===== Passage given

Larmor, Joseph
Larmor, Joseph
(b. Magheragall, County Antrim, Ireland, 11 July 1857; d Holywood, County Down, Ireland, 19 May 1942),
theoretical physics.
Larmor was the eldest son in a large family. His father gave up farming to become a grocer in Belfast in 1863 or 1864. A shy, delicate, precocious boy, Larmor attended the Royal Belfast Academical Institution; received the B.A. and the M.A. from Queen’s University, Belfast; and entered St. John’s College, Cambridge, in 1877. In 1880 he was senior wrangler in the mathematical tripos (J. J. Thomson was second), was awarded a Smith’s Prize, and was elected fellow of St. John’s. For the next five years Larmor was professor of natural philosophy at Queen’s College, Galway, then returned as a lecturer to St. John’s in 1885. He succeeded Stokes as Lucasian professor in 1903 and retired from the position in 1932. His health deteriorating, he returned to Ireland to spend his final years. He never married.

==========

▸ **Instructions for the task**
Please continue the biographical entry on Joseph Larmor above, starting right after its last sentence.

===== Source data

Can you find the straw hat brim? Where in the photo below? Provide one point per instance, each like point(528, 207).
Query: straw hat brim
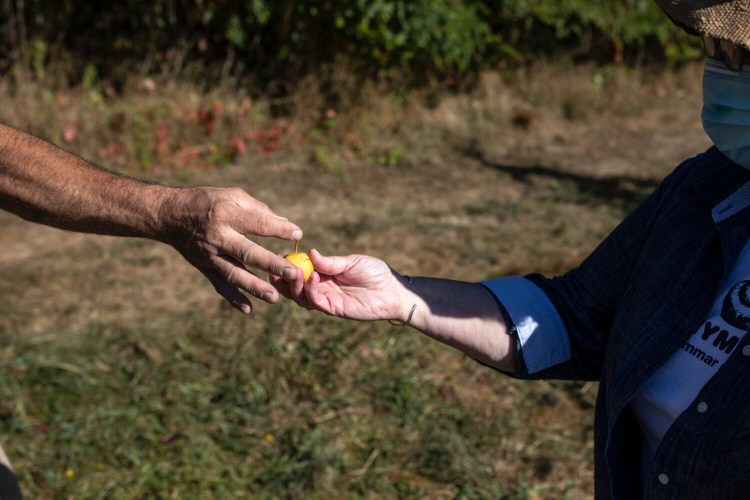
point(722, 19)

==========

▸ **Response**
Larmor became a fellow of the Royal Society in 1892 and served as a secretary from 1901 to 1912. From 1887 to 1912 he served on the council of the London Mathematical Society; he was president of this society in 1914-1915, having been at times vice–president and treasurer. The Royal Society awarded him its Royal Medal in 1915, and its Copley Medal in 1921, and he received the De Morgan Medal of the London Mathematical Society in 1914. Larmor was also awarded many honorary degrees and became a member of various foreign scientific societies. He was knighted in 1909. He represented Cambridge University in Parliament from 1911 to 1922. In his maiden speech in 1912 he defended the unionist position in the debate on Irish home rule. His major concern then and later was for education and the universities. Those who knew him report that Larmor was an unassuming, diffident man who did not readily from close friendships and whose numerous acts of generosity were performed without publicity. In the words of D’Arcy Thompson, “Larmor made few friends, perhaps; but while he lived, and they lived, he lost none.”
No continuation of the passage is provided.